____ RECORDS SHOWN
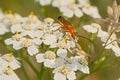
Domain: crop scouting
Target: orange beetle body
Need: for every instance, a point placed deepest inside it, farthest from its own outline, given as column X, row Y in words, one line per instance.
column 66, row 26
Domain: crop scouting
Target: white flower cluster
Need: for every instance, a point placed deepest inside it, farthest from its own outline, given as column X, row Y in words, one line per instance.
column 8, row 63
column 48, row 42
column 69, row 8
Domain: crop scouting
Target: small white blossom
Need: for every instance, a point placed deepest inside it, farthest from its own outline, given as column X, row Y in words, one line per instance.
column 32, row 49
column 48, row 58
column 64, row 72
column 16, row 41
column 3, row 29
column 71, row 9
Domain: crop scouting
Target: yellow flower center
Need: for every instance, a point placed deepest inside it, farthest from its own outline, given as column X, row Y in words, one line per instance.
column 17, row 37
column 50, row 55
column 8, row 57
column 27, row 43
column 8, row 71
column 64, row 70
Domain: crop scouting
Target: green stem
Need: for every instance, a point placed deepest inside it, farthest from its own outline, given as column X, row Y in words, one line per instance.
column 31, row 65
column 41, row 72
column 83, row 77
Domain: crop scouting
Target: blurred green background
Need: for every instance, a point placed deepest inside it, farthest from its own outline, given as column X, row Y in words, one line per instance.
column 24, row 7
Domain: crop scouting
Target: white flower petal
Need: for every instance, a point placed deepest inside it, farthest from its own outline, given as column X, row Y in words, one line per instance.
column 49, row 63
column 59, row 76
column 71, row 76
column 62, row 53
column 32, row 50
column 9, row 41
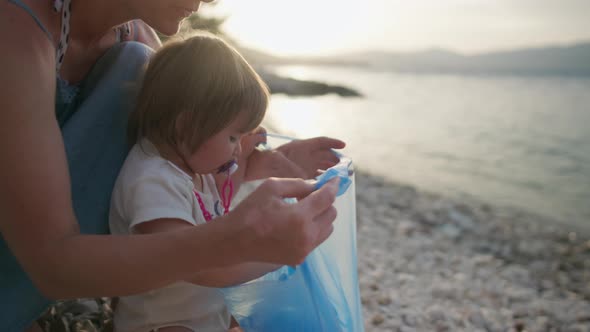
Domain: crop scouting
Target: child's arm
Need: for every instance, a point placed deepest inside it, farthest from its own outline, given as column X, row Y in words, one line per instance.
column 220, row 277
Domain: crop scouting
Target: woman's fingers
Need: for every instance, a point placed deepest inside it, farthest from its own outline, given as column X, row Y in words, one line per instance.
column 323, row 142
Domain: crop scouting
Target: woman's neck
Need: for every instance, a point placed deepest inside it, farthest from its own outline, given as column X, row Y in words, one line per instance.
column 91, row 19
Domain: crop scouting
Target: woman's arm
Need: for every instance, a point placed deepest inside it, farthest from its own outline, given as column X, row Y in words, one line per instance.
column 37, row 219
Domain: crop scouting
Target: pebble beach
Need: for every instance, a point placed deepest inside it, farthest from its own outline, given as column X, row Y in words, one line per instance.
column 428, row 263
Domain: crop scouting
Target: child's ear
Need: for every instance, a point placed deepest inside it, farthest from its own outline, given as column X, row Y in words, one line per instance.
column 180, row 127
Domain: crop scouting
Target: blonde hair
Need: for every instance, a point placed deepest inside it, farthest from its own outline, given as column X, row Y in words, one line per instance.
column 193, row 88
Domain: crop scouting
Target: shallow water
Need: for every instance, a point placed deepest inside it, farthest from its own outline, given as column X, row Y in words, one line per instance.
column 508, row 140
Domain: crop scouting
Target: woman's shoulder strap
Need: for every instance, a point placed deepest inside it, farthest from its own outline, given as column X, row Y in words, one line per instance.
column 28, row 9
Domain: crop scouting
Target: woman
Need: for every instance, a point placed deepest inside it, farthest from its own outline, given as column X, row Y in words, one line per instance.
column 64, row 98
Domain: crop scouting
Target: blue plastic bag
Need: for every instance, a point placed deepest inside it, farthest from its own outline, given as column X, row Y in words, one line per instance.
column 322, row 293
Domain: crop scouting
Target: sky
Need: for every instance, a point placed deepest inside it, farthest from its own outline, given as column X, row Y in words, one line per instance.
column 330, row 27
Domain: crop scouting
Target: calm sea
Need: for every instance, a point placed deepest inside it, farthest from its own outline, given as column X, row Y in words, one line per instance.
column 507, row 140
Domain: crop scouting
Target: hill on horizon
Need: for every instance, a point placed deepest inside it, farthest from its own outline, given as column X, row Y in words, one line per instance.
column 570, row 60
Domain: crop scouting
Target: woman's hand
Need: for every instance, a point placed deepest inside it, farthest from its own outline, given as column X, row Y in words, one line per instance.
column 296, row 159
column 311, row 155
column 283, row 233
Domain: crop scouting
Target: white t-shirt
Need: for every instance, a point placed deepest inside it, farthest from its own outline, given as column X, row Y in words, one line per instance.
column 150, row 187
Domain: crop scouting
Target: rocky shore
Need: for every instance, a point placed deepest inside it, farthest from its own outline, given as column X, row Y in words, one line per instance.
column 429, row 263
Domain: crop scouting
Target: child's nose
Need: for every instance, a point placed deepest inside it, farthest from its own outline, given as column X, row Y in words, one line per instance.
column 238, row 149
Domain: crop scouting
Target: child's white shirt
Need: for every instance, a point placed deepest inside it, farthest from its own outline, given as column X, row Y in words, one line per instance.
column 150, row 187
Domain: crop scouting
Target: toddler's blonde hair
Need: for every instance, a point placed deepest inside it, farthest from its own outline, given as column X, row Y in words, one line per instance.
column 192, row 88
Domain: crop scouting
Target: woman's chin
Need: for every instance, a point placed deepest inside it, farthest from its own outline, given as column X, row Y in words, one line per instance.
column 168, row 29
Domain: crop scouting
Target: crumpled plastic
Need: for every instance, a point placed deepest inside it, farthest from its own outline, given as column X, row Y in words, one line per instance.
column 321, row 294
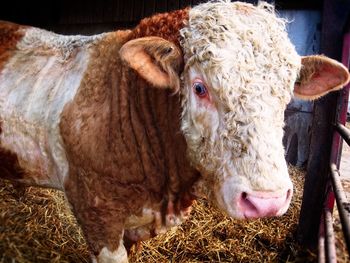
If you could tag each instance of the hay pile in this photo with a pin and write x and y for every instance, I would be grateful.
(36, 226)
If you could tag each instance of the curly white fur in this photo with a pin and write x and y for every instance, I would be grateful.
(244, 55)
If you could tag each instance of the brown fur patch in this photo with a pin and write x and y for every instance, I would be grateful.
(165, 25)
(128, 153)
(9, 165)
(9, 37)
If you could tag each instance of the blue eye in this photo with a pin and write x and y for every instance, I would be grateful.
(200, 89)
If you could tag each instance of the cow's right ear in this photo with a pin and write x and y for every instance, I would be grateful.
(157, 60)
(318, 76)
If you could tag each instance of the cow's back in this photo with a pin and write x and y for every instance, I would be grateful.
(40, 72)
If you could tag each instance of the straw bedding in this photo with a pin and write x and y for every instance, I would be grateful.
(37, 226)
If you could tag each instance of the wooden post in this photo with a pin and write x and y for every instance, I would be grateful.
(335, 15)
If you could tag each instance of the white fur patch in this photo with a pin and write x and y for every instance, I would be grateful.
(245, 57)
(41, 77)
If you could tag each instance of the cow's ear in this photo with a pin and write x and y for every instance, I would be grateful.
(156, 60)
(318, 76)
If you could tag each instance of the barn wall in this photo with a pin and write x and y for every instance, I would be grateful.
(304, 31)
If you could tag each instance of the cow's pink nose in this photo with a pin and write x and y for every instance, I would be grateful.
(264, 204)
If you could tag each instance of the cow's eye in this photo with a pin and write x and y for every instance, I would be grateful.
(200, 89)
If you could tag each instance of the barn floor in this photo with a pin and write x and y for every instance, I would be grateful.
(37, 226)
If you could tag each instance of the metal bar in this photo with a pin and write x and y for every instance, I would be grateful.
(343, 131)
(342, 204)
(321, 250)
(330, 239)
(321, 255)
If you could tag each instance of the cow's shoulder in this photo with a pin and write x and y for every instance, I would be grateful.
(10, 35)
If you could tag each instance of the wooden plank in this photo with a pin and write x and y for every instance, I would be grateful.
(296, 138)
(335, 15)
(161, 6)
(185, 3)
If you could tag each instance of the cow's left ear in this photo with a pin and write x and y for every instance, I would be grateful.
(156, 60)
(318, 76)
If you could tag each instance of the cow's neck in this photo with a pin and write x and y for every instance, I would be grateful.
(128, 141)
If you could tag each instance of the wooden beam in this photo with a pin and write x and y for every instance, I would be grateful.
(335, 15)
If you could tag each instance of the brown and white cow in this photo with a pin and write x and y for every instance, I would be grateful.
(133, 125)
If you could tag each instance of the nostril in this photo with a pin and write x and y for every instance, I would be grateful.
(261, 204)
(247, 205)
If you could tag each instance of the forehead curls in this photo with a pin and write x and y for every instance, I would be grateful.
(227, 38)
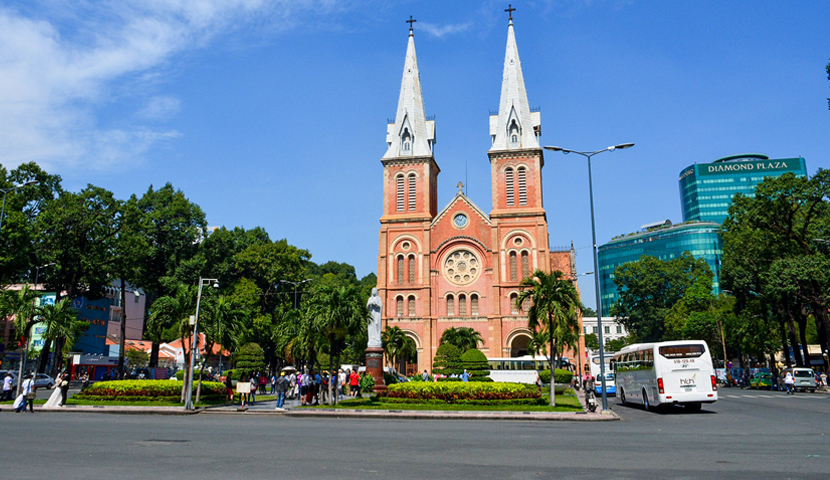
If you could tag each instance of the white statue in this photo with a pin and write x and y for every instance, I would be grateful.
(375, 307)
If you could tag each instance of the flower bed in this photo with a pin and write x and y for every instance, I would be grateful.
(146, 390)
(452, 392)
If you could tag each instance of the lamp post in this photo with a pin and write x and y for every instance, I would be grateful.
(6, 192)
(588, 155)
(26, 347)
(194, 342)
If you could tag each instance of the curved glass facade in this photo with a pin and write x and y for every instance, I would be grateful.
(706, 189)
(701, 239)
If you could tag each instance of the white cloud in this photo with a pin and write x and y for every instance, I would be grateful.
(160, 108)
(441, 30)
(59, 61)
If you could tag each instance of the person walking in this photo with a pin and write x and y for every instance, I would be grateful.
(789, 381)
(281, 388)
(28, 395)
(7, 386)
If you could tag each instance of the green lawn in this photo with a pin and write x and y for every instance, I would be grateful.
(564, 403)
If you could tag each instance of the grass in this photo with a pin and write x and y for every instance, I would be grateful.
(564, 403)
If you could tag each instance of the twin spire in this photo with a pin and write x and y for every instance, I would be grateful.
(515, 126)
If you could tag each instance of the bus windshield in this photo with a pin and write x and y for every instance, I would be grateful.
(681, 351)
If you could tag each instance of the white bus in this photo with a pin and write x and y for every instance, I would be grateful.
(654, 374)
(610, 385)
(520, 369)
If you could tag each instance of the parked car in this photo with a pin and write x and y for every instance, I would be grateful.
(805, 379)
(42, 380)
(761, 380)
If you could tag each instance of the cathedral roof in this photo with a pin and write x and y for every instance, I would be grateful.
(514, 115)
(412, 135)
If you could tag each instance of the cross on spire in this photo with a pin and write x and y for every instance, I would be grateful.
(510, 11)
(410, 22)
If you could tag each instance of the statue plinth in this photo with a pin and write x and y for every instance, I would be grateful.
(374, 367)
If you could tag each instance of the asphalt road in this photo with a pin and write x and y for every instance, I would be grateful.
(747, 434)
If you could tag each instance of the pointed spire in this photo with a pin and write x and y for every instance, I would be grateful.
(515, 126)
(411, 134)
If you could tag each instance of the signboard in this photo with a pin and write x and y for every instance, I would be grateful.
(758, 167)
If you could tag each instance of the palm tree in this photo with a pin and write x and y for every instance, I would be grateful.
(398, 347)
(333, 313)
(464, 338)
(61, 321)
(175, 311)
(21, 305)
(554, 303)
(222, 323)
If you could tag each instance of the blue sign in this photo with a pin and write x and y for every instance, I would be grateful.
(96, 313)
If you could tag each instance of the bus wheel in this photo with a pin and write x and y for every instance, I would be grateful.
(693, 407)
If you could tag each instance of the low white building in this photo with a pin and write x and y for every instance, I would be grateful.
(611, 328)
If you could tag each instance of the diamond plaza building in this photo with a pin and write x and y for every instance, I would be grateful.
(706, 191)
(460, 266)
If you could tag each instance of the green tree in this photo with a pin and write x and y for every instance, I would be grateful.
(554, 305)
(447, 360)
(333, 314)
(649, 288)
(464, 338)
(398, 347)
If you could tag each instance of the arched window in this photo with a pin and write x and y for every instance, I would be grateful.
(411, 191)
(514, 132)
(399, 180)
(522, 171)
(508, 186)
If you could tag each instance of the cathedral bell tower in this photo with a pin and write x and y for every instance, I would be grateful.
(410, 200)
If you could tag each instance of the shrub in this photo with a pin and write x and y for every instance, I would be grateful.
(562, 376)
(145, 390)
(452, 392)
(367, 383)
(476, 364)
(251, 359)
(447, 360)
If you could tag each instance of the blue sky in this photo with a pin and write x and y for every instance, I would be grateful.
(273, 113)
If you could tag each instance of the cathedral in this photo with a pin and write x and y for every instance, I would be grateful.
(459, 266)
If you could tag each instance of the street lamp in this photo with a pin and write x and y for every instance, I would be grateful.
(26, 347)
(588, 155)
(6, 192)
(194, 342)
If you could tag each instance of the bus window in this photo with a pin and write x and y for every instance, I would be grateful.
(682, 351)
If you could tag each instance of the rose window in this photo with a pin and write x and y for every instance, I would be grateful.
(462, 267)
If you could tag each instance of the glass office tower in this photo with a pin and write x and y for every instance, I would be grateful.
(706, 189)
(664, 241)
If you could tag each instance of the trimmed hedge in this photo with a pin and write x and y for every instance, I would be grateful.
(145, 390)
(452, 392)
(562, 376)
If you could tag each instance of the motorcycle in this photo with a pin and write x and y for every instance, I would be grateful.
(590, 397)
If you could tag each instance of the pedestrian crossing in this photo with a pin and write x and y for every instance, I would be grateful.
(773, 395)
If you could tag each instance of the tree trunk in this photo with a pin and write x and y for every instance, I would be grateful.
(44, 356)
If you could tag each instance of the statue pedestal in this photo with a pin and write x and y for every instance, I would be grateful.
(374, 367)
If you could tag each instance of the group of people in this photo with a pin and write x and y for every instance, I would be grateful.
(28, 392)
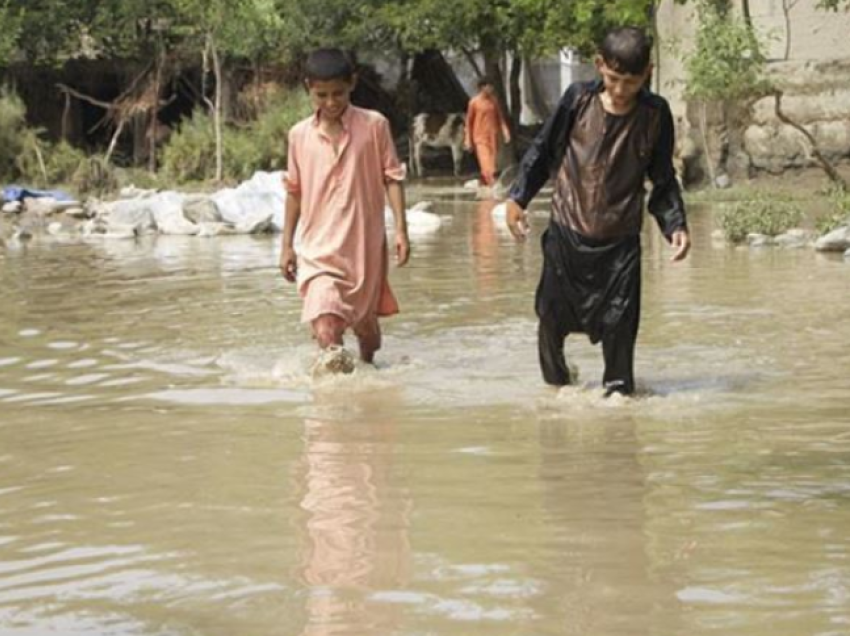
________
Where pictures appear, drop them, and reproduce exactly only the lines running from the beginning of the data to the line that contains "Target: green stem", inclusive.

Domain: crop scouting
Target: orange beetle body
Need: for every instance, a point placed deepest inside it, farthest from its own outline, given as column X, row Y in words, one line per instance.
column 66, row 26
Domain: crop scouting
Target: white flower cluster
Need: for every instance, a point placed deepest inside it, farthest from its own outline, given as column X, row Y in words, one line per instance.
column 8, row 63
column 48, row 42
column 69, row 8
Domain: crop scouting
Target: small white blossom
Need: for every instance, a point placed deepest inside it, farthest from its own outline, given as column X, row Y in words, one line per instance.
column 32, row 49
column 48, row 58
column 64, row 72
column 16, row 41
column 3, row 29
column 71, row 9
Domain: crop scouting
Target: yellow flower center
Need: for every instance, a point placed deepest inside it, farthest from its own outline, given as column X, row Y in words, one line per instance.
column 17, row 37
column 50, row 55
column 8, row 57
column 27, row 43
column 8, row 71
column 64, row 70
Domain: crop scouting
Target: green stem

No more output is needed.